START Supplied entries

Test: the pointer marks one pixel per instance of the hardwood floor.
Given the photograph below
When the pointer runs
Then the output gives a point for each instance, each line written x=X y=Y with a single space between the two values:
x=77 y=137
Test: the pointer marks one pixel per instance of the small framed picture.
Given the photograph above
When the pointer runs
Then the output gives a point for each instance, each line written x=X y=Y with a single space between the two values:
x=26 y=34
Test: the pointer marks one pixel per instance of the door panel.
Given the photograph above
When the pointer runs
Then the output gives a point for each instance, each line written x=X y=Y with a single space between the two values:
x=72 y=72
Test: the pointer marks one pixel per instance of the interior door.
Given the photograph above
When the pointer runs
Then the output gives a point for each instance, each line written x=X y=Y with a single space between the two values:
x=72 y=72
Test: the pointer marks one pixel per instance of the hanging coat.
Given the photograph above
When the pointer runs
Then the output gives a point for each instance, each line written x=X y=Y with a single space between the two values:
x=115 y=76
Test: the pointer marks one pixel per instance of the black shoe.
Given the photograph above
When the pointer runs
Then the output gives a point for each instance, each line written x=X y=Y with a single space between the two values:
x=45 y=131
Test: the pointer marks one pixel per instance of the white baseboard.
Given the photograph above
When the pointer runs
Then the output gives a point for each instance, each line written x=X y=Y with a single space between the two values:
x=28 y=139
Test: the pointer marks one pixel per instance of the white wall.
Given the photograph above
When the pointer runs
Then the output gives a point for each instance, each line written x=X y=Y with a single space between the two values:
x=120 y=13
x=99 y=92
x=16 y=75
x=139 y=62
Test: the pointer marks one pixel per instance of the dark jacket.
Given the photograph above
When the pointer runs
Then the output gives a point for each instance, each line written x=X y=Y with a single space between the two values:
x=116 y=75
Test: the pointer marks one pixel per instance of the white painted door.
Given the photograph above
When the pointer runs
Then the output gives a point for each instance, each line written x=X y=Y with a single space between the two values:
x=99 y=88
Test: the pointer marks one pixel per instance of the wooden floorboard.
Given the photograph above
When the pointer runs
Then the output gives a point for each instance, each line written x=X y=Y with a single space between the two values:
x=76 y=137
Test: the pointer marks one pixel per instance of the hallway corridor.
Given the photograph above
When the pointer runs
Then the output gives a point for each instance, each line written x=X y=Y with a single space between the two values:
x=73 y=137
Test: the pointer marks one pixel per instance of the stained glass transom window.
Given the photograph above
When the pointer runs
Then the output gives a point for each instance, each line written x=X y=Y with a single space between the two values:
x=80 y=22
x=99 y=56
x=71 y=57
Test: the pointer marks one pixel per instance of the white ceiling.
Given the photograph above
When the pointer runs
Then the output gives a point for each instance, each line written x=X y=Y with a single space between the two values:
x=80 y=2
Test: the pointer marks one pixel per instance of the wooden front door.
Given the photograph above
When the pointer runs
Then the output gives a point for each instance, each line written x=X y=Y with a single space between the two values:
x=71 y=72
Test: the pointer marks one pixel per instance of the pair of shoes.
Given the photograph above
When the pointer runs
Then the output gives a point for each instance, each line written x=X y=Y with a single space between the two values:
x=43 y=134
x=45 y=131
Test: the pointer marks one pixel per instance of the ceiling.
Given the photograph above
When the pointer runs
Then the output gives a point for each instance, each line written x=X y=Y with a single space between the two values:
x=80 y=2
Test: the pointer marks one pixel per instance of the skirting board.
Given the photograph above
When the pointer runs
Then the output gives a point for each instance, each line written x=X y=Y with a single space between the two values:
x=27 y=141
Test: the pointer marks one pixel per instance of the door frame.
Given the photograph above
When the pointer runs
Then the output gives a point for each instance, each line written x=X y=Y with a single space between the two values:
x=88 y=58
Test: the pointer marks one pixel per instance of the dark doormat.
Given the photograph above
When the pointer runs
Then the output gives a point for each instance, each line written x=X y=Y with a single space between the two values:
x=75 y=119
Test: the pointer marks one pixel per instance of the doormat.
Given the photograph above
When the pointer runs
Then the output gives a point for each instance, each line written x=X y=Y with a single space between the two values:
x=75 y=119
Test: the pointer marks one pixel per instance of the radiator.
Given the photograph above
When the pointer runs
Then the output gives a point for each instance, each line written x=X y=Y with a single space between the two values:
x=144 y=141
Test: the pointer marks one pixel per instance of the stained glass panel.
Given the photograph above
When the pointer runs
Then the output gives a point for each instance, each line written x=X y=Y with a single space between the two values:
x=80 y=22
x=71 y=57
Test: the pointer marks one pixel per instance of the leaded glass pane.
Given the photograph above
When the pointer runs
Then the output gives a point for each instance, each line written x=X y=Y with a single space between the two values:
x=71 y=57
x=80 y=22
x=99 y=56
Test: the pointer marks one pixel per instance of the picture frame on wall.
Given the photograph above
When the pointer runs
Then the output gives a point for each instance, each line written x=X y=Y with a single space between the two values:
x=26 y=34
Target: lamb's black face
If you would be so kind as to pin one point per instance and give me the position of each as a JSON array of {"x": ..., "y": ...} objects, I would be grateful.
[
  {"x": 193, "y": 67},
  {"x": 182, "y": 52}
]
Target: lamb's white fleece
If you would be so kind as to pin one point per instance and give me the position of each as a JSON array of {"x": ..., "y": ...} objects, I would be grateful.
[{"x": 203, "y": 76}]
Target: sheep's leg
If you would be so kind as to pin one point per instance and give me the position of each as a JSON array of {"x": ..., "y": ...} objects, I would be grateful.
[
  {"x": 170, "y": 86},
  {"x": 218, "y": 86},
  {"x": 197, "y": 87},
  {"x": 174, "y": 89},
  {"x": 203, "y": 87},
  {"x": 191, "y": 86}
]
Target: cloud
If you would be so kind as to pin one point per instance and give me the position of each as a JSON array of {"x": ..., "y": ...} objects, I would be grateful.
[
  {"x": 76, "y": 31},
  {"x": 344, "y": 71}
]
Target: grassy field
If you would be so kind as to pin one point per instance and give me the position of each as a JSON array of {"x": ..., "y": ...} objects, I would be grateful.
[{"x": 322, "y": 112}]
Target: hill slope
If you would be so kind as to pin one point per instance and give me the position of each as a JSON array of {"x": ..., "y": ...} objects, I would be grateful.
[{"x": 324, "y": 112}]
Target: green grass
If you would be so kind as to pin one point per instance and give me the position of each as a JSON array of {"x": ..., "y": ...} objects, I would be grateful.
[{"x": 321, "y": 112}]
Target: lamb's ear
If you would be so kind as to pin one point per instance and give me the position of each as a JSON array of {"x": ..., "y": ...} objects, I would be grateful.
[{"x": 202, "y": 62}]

END Supplied entries

What is required:
Retype the material exactly.

Exercise output:
Test: the pointer marks one pixel per instance of the hardwood floor.
Given the photograph below
When the pointer runs
Then the output gives a point for each instance, each line written x=X y=Y with a single space between the two values:
x=77 y=137
Test: the pointer marks one pixel per instance of the small framed picture.
Given the photograph above
When the pointer runs
Then the output gives a point for each instance, each line written x=X y=Y with a single space between the two values:
x=26 y=34
Test: the pointer marks one pixel per instance of the door panel.
Given the photograph above
When the pointer runs
Then the output gives a point for each instance, each line written x=X y=Y with a single space between the two values:
x=72 y=72
Test: the pointer marks one pixel per instance of the interior door.
Given the photograph above
When the pointer runs
Then the output gives a point for each instance, each line written x=X y=Y with a single space between the two values:
x=72 y=72
Test: the pointer marks one pixel per instance of the hanging coat.
Given the photograph above
When the pointer runs
Then the output gives a point for each instance, each line written x=X y=Y with a single space between the two values:
x=115 y=76
Test: the pointer marks one pixel per instance of the black shoe.
Given the photograph above
When the pointer runs
Then the output gives a point for each instance, each line written x=X y=Y with a single space between the two values:
x=45 y=131
Test: the pointer marks one pixel per instance of the white baseboard.
Given the photograph above
When the pointer runs
Then the output gives a point for each instance, each line written x=X y=Y with a single space between the two values:
x=28 y=139
Test: the pointer marks one pixel per instance of the white wall.
Given the photograph above
When the pointer runs
Then the output gives a point for each instance, each line written x=X y=Y with a single space between the two values:
x=120 y=13
x=99 y=92
x=16 y=75
x=139 y=62
Test: the pointer marks one pixel per instance of the dark jacket.
Given the photograph above
When the pointer runs
Then the output gives a point for each instance, each line written x=X y=Y with a single space between the two values:
x=116 y=75
Test: the pointer marks one pixel per instance of the white painted door.
Given the photograph above
When the pointer runs
Then the output gives a point for each instance, each line written x=X y=Y with a single space between the two values:
x=99 y=88
Test: the pointer marks one pixel per instance of the wooden floorboard.
Given the photograph above
When the pointer runs
Then the output gives a point for each instance, each line written x=X y=Y with a single space between the two values:
x=76 y=137
Test: the pointer marks one pixel per instance of the hallway corridor.
Given the photograph above
When the pointer runs
Then the output gives a point for each instance, each line written x=X y=Y with a single space between the two values:
x=73 y=137
Test: the pointer marks one pixel per instance of the stained glass transom window.
Given the photograph above
When the pointer runs
Then the output gives a point for each instance, each line written x=X y=Y with a single space between the two values:
x=80 y=22
x=99 y=56
x=71 y=57
Test: the pointer marks one pixel per instance of the white ceiling.
Given the photograph above
When the pointer runs
Then the output gives a point for each instance, each line written x=X y=Y with a single space between the two values:
x=80 y=2
Test: the pointer marks one pixel per instance of the wooden front door.
Given the photograph above
When the pointer runs
Then the output gives a point for each instance, each line written x=X y=Y with a single space between the two values:
x=71 y=72
Test: the pointer marks one pixel per instance of the pair of shoes.
Given the photograph above
When the pointer runs
Then the output gives a point for each instance, each line written x=X y=Y with a single space between the two values:
x=43 y=134
x=45 y=131
Test: the pointer marks one pixel per instance of the ceiling.
Given the photograph above
When the pointer runs
Then the output gives a point for each instance, each line written x=X y=Y with a single space between the two values:
x=80 y=2
Test: the pointer marks one pixel per instance of the skirting board.
Given the photograph above
When the pointer runs
Then the output gives a point for each instance, each line written x=X y=Y with a single space between the two values:
x=27 y=141
Test: the pointer marks one pixel per instance of the door frame.
Given the photograph above
When the pointer runs
Then the output gives a point for each instance, each line written x=X y=Y with a single space between the two values:
x=88 y=58
Test: the pointer marks one pixel per instance of the dark doormat.
Given the photograph above
When the pointer runs
Then the output gives a point for each instance, each line written x=X y=Y with a single space between the two values:
x=75 y=119
Test: the pointer marks one pixel per instance of the doormat.
Given the photograph above
When the pointer runs
Then the output gives a point for each instance, each line written x=X y=Y with a single space between the two values:
x=75 y=119
Test: the pointer marks one pixel per instance of the radiator.
Given the photograph above
When the pointer runs
Then the output gives a point for each instance, each line written x=X y=Y with a single space between the two values:
x=144 y=141
Test: the pointer marks one pixel per instance of the stained glass panel.
Given the photograph above
When the pointer runs
Then the output gives a point for each instance, each line written x=X y=Y with a single space between the two values:
x=80 y=22
x=71 y=57
Test: the pointer marks one pixel per instance of the leaded glass pane.
Given the photograph above
When the pointer runs
Then the output gives a point for each instance, each line written x=X y=Y with a single space between the two values:
x=71 y=57
x=80 y=22
x=99 y=56
Test: the pointer marks one pixel per instance of the picture frame on wall.
Given the photograph above
When the pointer runs
Then the output gives a point for each instance, each line written x=X y=Y with a single space between the two values:
x=26 y=34
Target: lamb's black face
If you would be so kind as to pin one point per instance and give me the position of each as a JSON array of {"x": ..., "y": ...} objects, I would be grateful.
[
  {"x": 193, "y": 67},
  {"x": 182, "y": 52}
]
Target: lamb's white fleece
If you would be so kind as to pin one point per instance and give me the position of each as a JSON array of {"x": ..., "y": ...} objects, I would be grateful.
[{"x": 203, "y": 76}]
Target: sheep's leg
If you would be so kind as to pin one point per instance and give me the position of each as a JSON array of {"x": ..., "y": ...} objects, I would be grateful.
[
  {"x": 170, "y": 86},
  {"x": 218, "y": 86},
  {"x": 197, "y": 87},
  {"x": 174, "y": 89},
  {"x": 203, "y": 87},
  {"x": 191, "y": 86}
]
Target: cloud
If you would be so kind as to pin one point per instance and give me the position of each as a JSON array of {"x": ..., "y": ...} objects, I would be grateful.
[
  {"x": 76, "y": 31},
  {"x": 344, "y": 71}
]
Target: grassy field
If you would be so kind as to pin one point per instance and give me the position of each as a JSON array of {"x": ..., "y": ...} objects, I would be grateful.
[{"x": 322, "y": 112}]
Target: hill slope
If you would be so kind as to pin one point per instance and give me the position of each as a JSON array of {"x": ..., "y": ...} objects, I would be grateful.
[{"x": 324, "y": 112}]
Target: green grass
If you would be so kind as to pin one point per instance and give me the position of each as a JSON array of {"x": ..., "y": ...} objects, I would be grateful.
[{"x": 321, "y": 112}]
Target: lamb's ear
If you would be so kind as to pin one point per instance and give me the position of each as a JSON array of {"x": ..., "y": ...} objects, I would be grateful.
[{"x": 202, "y": 62}]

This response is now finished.